Please extract from the snowy-weather passage the text from "At my mother’s" up to and including "temperature remained pleasantly frosty.", copying it word for word.

== Document excerpt ==
▽

It frosted tree branches and fence railings with crystals of sparkly white.

Accumulation was minimal, only about two inches, so clearing walkways was an easy task.  No snow blowers required.

At my mother’s house, the fluffy white of the tree branches anticipates the cherry blossoms that should bloom in a few months.

When I walked Kiko on Tuesday evening, the snow had ceased and the temperature remained pleasantly frosty.

But the bitter cold was on its way.  The polar vortex, which has relentlessly gripped the middle of the country in its icy iron fists, has extended its reach to the east coast.  On Wednesday, temperatures were falling.  The TV weather people talked breathlessly about the extreme “feels like” temperatures we were to expect, due to wind chill.  And sure enough, the wind was soon rattling the windows of our old house and making ghost-like moans, such as can be heard in Scooby-Doo episodes.  As Kiko and I walked that afternoon, the wind caught up the fine dry snow and tossed it along the road, looking like white sand whipping across a Florida Panhandle boardwalk before a thunderstorm.

Even on grassy areas, the snow looked like beach sand carved by a fierce wind.

Kiko glanced up anxiously each time a car passed, slowly negotiating the frozen surface.  The sounds made by tires shattering glass-like ice chunks were improbably loud, akin to fireworks or gunshots.  The sweet little Bichon that appeared on Tuesday is turning mean.  Seeking revenge for being left out in the cold, maybe?

Wednesday morning, when we walked around 8 AM, the wind had died down, but the temperature was 3.  Of course, that’s balmy compared to the sub-zero deep freeze that the mid-west has been experiencing.  (No need here yet to set the train tracks on fire as they’ve been doing in Chicago.)  I wore my dog-walking layers and several creatively tied wool scarves.  (My hair actively rebels against every cold-weather hat I’ve ever tried.)  Kiko’s lush, cashmere-like undercoat has grown back after his summer molt.  This year my senior dog has become content with a shorter walk when the weather is less comfortable.  On days like today I’m grateful that he is no longer compelled to traverse the entire neighborhood on frigid mornings.  Until recently, we put in at least a couple of miles no matter what the weather.  (See Baby, It’s Cold Outside! from January 7, 2014.)

△

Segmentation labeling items
▽

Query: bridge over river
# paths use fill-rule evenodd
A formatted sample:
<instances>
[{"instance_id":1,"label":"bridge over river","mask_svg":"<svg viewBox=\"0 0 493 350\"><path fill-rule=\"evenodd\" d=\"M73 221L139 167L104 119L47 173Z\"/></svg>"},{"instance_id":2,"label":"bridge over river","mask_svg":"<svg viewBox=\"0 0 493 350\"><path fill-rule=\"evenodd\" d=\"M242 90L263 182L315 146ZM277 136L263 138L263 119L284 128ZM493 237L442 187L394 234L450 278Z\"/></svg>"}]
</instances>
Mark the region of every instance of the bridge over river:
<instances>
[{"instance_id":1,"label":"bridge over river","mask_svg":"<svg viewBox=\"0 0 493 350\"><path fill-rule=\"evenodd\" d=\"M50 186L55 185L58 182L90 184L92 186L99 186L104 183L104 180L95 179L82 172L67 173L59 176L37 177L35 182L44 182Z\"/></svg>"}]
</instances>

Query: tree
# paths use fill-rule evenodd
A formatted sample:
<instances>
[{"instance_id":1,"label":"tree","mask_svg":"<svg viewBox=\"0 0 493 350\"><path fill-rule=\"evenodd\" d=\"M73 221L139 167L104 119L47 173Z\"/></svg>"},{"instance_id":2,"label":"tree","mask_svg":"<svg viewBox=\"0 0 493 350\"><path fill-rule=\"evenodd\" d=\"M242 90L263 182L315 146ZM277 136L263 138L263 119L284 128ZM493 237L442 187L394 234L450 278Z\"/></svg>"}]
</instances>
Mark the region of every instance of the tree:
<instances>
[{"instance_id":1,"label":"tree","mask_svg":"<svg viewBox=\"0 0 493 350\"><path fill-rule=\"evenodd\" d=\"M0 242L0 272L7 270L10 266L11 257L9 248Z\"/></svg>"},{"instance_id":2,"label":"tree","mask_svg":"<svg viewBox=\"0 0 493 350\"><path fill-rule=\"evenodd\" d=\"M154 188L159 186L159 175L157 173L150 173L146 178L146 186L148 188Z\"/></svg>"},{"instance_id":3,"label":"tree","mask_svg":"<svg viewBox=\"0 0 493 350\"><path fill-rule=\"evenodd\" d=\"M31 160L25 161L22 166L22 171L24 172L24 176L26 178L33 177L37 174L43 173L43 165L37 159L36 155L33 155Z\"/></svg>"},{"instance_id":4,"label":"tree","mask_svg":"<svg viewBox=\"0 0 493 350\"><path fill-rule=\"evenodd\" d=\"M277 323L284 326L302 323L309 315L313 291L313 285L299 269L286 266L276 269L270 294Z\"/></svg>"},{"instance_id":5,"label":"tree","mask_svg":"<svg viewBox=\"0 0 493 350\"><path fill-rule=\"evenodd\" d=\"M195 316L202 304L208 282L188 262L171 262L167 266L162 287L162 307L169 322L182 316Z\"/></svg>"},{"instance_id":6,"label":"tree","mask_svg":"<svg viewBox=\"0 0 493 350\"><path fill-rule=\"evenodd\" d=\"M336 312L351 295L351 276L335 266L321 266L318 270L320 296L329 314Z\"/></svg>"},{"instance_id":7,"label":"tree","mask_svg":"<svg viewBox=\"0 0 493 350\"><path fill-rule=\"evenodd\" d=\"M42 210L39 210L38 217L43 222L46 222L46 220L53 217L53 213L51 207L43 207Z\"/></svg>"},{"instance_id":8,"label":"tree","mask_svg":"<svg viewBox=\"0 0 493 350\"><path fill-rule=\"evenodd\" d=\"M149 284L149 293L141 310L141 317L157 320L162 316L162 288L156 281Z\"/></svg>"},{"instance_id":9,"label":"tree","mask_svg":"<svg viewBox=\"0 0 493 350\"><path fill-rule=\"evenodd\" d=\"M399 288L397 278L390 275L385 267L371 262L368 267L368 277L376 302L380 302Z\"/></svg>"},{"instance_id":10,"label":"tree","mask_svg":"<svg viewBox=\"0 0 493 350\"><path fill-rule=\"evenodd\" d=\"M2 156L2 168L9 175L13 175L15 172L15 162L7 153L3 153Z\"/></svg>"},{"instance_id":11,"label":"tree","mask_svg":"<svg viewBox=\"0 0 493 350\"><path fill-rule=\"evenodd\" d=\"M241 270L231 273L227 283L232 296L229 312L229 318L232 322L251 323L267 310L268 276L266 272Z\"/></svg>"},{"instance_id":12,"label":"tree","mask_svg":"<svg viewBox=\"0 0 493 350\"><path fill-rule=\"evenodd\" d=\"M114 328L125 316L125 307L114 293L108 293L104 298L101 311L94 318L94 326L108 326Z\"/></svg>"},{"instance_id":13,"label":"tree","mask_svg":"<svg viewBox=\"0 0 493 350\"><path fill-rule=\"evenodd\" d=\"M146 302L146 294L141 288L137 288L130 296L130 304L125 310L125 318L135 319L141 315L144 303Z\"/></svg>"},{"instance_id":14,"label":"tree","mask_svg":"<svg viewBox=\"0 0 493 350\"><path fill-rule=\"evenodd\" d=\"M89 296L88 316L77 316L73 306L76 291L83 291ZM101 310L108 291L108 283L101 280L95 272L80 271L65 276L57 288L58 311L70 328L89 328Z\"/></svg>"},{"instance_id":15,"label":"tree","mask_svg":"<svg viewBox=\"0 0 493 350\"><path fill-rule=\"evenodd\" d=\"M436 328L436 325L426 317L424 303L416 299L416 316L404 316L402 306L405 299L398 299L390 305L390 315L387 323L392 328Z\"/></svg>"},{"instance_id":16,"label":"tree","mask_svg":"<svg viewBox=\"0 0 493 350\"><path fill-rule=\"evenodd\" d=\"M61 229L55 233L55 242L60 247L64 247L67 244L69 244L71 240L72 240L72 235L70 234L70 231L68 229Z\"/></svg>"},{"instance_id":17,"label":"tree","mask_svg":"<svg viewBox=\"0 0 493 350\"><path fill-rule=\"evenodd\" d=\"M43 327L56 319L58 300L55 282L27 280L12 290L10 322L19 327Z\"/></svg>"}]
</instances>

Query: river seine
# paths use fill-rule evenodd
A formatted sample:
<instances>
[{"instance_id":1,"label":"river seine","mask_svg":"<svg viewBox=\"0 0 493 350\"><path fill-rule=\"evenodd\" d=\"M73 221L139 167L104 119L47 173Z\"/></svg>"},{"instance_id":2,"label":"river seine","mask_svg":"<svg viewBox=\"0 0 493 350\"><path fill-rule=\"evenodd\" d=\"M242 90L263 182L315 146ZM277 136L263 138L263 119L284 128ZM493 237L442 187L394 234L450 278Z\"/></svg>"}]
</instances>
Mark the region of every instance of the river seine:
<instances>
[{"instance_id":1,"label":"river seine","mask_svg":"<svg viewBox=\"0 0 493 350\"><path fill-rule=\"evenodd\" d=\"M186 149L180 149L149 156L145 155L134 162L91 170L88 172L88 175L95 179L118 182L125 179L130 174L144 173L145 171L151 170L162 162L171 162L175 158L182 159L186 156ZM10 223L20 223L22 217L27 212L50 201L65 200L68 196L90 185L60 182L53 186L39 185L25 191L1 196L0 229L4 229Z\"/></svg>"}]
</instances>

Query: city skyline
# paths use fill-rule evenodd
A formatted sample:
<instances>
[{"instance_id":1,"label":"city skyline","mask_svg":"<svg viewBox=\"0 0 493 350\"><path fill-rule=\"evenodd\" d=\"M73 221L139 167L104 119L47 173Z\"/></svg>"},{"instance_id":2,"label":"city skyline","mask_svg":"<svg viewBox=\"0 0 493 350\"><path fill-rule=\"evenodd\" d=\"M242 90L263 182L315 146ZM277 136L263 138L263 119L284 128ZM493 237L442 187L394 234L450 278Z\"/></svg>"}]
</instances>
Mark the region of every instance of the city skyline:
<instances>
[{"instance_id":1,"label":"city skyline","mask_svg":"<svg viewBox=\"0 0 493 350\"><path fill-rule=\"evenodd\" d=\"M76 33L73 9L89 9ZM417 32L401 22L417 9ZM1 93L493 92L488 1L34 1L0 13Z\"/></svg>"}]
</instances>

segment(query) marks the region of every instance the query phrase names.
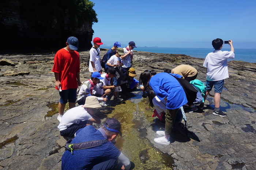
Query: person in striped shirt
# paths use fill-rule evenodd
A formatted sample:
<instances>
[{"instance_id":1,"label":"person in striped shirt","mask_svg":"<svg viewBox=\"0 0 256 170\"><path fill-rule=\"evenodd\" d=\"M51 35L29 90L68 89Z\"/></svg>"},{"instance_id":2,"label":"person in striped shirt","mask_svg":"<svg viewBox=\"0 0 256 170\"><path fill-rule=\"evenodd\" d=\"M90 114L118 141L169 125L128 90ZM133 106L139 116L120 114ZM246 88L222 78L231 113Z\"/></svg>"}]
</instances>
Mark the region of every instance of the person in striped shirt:
<instances>
[{"instance_id":1,"label":"person in striped shirt","mask_svg":"<svg viewBox=\"0 0 256 170\"><path fill-rule=\"evenodd\" d=\"M223 40L219 38L214 40L212 44L215 50L207 55L203 64L206 71L206 93L204 96L204 100L214 85L215 108L212 114L223 117L227 115L219 110L219 103L224 79L229 77L227 59L235 58L233 42L229 40L229 42L230 51L222 51L221 50L223 46ZM204 106L204 103L202 103L199 107L202 109Z\"/></svg>"}]
</instances>

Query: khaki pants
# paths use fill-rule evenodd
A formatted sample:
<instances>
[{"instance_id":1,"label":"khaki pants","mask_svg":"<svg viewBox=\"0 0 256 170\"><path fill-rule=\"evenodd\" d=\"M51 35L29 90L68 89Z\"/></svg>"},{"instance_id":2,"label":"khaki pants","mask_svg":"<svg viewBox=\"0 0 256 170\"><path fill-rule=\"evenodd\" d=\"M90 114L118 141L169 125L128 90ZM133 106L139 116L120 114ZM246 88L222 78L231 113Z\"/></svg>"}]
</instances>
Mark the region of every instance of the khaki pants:
<instances>
[{"instance_id":1,"label":"khaki pants","mask_svg":"<svg viewBox=\"0 0 256 170\"><path fill-rule=\"evenodd\" d=\"M171 134L172 129L173 126L176 115L179 108L170 110L166 108L165 115L165 134L166 136L169 136Z\"/></svg>"}]
</instances>

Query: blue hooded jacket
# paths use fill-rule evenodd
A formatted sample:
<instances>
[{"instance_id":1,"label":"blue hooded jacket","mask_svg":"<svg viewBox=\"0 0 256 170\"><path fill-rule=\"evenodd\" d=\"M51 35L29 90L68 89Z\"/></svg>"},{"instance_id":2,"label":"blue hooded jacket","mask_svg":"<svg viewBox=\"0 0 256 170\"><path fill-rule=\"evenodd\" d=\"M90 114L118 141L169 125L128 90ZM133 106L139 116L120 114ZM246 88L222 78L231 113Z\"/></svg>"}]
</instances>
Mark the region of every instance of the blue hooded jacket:
<instances>
[{"instance_id":1,"label":"blue hooded jacket","mask_svg":"<svg viewBox=\"0 0 256 170\"><path fill-rule=\"evenodd\" d=\"M182 76L172 74L181 78ZM170 110L178 108L188 103L183 88L178 80L172 75L162 72L157 74L151 78L149 85L160 100L166 98L166 108Z\"/></svg>"}]
</instances>

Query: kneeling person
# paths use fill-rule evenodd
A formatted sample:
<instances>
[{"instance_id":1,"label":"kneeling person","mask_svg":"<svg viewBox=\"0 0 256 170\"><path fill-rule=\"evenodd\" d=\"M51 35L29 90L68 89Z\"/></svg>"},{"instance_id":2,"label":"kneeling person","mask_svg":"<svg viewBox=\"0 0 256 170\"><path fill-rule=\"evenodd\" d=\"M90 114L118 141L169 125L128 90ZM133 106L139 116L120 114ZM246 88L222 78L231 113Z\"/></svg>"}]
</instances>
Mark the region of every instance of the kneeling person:
<instances>
[{"instance_id":1,"label":"kneeling person","mask_svg":"<svg viewBox=\"0 0 256 170\"><path fill-rule=\"evenodd\" d=\"M114 95L113 92L111 92L112 90L114 90L115 86L112 85L110 85L110 80L114 77L117 76L116 74L116 70L113 67L109 67L108 69L107 72L106 73L101 75L101 77L103 79L100 80L103 83L103 90L104 91L104 93L106 94L106 97L107 98L107 101L106 103L104 104L102 102L99 103L101 106L109 106L109 103L110 101L111 98ZM102 104L101 103L102 103Z\"/></svg>"},{"instance_id":2,"label":"kneeling person","mask_svg":"<svg viewBox=\"0 0 256 170\"><path fill-rule=\"evenodd\" d=\"M61 169L112 169L116 166L118 161L123 164L122 169L129 169L130 161L112 142L118 134L122 135L121 128L118 120L110 118L106 121L102 128L98 130L92 126L88 126L78 132L72 143L106 139L107 142L97 147L74 150L73 154L66 150L61 158Z\"/></svg>"},{"instance_id":3,"label":"kneeling person","mask_svg":"<svg viewBox=\"0 0 256 170\"><path fill-rule=\"evenodd\" d=\"M84 105L71 108L63 115L58 126L60 135L72 138L79 129L92 125L93 123L100 124L101 120L94 114L101 108L97 97L88 96Z\"/></svg>"},{"instance_id":4,"label":"kneeling person","mask_svg":"<svg viewBox=\"0 0 256 170\"><path fill-rule=\"evenodd\" d=\"M86 97L91 95L98 97L98 99L99 101L106 102L107 100L105 97L106 95L103 94L104 90L102 84L99 81L100 79L103 79L99 73L93 72L91 79L83 83L85 84L82 85L78 93L77 103L79 105L84 104Z\"/></svg>"}]
</instances>

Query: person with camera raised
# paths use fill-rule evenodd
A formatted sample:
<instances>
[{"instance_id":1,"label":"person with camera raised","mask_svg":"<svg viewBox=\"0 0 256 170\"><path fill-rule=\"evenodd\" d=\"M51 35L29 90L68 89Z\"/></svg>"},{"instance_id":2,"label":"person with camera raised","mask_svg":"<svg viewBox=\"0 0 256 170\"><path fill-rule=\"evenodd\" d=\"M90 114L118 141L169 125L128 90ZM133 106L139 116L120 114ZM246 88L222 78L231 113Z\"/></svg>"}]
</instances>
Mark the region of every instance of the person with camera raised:
<instances>
[{"instance_id":1,"label":"person with camera raised","mask_svg":"<svg viewBox=\"0 0 256 170\"><path fill-rule=\"evenodd\" d=\"M235 58L233 42L229 40L225 41L225 43L230 45L230 51L221 51L223 46L223 40L221 39L217 38L212 40L212 44L215 50L207 55L203 64L206 68L206 93L204 96L204 100L214 85L215 108L212 114L222 117L227 115L219 110L219 103L224 80L229 77L227 70L227 59L233 59ZM204 103L202 103L199 107L202 108L204 105Z\"/></svg>"}]
</instances>

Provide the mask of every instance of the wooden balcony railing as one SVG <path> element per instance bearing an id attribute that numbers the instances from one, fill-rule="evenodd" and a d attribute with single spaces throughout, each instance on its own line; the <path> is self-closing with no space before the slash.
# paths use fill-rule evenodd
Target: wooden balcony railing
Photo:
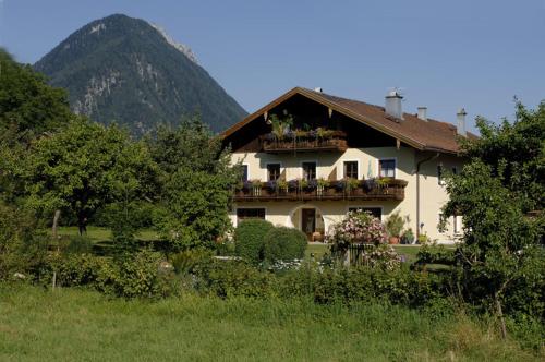
<path id="1" fill-rule="evenodd" d="M 355 180 L 354 180 L 355 181 Z M 291 183 L 291 182 L 290 182 Z M 331 181 L 326 186 L 288 186 L 278 188 L 274 183 L 247 183 L 235 190 L 234 202 L 247 201 L 402 201 L 407 181 L 387 179 L 383 181 L 359 180 L 358 185 L 351 182 Z"/>
<path id="2" fill-rule="evenodd" d="M 348 148 L 347 134 L 341 131 L 330 131 L 327 137 L 319 136 L 286 136 L 281 140 L 272 134 L 266 134 L 262 138 L 262 147 L 266 153 L 287 152 L 316 152 L 332 150 L 344 152 Z"/>

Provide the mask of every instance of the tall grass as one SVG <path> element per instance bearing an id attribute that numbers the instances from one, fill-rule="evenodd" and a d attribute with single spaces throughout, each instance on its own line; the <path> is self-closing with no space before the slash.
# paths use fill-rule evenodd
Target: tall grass
<path id="1" fill-rule="evenodd" d="M 0 286 L 1 361 L 531 361 L 464 316 L 382 304 L 110 300 Z"/>

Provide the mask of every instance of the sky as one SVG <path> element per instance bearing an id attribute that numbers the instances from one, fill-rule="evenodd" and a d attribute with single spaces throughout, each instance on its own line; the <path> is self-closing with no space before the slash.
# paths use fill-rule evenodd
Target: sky
<path id="1" fill-rule="evenodd" d="M 294 86 L 456 123 L 545 99 L 545 0 L 0 0 L 0 45 L 34 63 L 88 22 L 123 13 L 189 45 L 249 112 Z"/>

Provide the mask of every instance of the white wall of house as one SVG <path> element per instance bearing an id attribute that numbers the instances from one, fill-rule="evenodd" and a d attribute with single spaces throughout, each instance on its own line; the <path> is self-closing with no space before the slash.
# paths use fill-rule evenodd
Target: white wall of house
<path id="1" fill-rule="evenodd" d="M 422 159 L 417 150 L 410 147 L 377 147 L 377 148 L 349 148 L 344 153 L 299 153 L 299 154 L 266 154 L 266 153 L 234 153 L 232 162 L 241 161 L 247 165 L 249 180 L 258 179 L 267 181 L 267 164 L 280 162 L 281 170 L 286 173 L 287 180 L 302 177 L 303 161 L 316 161 L 317 178 L 329 179 L 331 174 L 337 180 L 343 178 L 343 162 L 358 161 L 359 178 L 368 179 L 378 176 L 379 159 L 396 159 L 396 178 L 408 181 L 404 190 L 404 200 L 401 202 L 358 202 L 358 201 L 316 201 L 316 202 L 246 202 L 233 206 L 231 220 L 237 225 L 238 207 L 264 207 L 266 219 L 276 225 L 299 227 L 296 210 L 302 207 L 315 207 L 324 217 L 326 231 L 328 227 L 342 219 L 349 207 L 366 206 L 382 207 L 383 220 L 391 213 L 400 210 L 401 215 L 409 215 L 410 225 L 413 231 L 419 229 L 416 225 L 416 162 Z M 440 185 L 437 178 L 437 165 L 441 164 L 445 170 L 456 167 L 461 170 L 462 160 L 455 156 L 440 155 L 438 158 L 427 161 L 421 167 L 420 179 L 420 215 L 424 227 L 421 232 L 426 232 L 432 239 L 439 242 L 455 241 L 453 221 L 446 232 L 439 232 L 437 228 L 440 208 L 448 196 L 444 185 Z M 458 218 L 458 229 L 461 230 L 461 218 Z"/>

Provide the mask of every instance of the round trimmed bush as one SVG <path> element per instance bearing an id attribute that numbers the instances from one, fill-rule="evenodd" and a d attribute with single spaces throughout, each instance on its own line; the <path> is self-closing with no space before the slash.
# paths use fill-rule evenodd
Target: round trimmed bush
<path id="1" fill-rule="evenodd" d="M 302 258 L 306 243 L 306 236 L 298 229 L 274 228 L 265 236 L 264 257 L 271 263 Z"/>
<path id="2" fill-rule="evenodd" d="M 234 252 L 246 261 L 258 264 L 263 261 L 265 236 L 275 227 L 262 219 L 243 220 L 234 229 Z"/>

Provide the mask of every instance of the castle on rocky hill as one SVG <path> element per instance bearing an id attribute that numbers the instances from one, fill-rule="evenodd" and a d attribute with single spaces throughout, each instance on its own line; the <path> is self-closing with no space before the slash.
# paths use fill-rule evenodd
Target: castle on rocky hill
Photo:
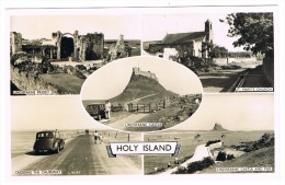
<path id="1" fill-rule="evenodd" d="M 137 67 L 133 68 L 133 74 L 151 78 L 151 79 L 158 81 L 158 78 L 157 78 L 156 73 L 150 72 L 150 71 L 141 71 L 141 69 L 137 68 Z"/>

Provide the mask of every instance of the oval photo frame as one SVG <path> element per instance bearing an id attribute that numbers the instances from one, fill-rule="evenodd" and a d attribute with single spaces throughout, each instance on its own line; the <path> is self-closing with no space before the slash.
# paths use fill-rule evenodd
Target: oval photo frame
<path id="1" fill-rule="evenodd" d="M 198 77 L 158 57 L 114 60 L 94 71 L 81 88 L 87 113 L 113 129 L 158 131 L 189 119 L 202 102 Z"/>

△

== Task answer ==
At my mother’s house, the fluffy white of the tree branches anticipates the cherry blossoms that should bloom in a few months.

When I walked Kiko on Tuesday evening, the snow had ceased and the temperature remained pleasantly frosty.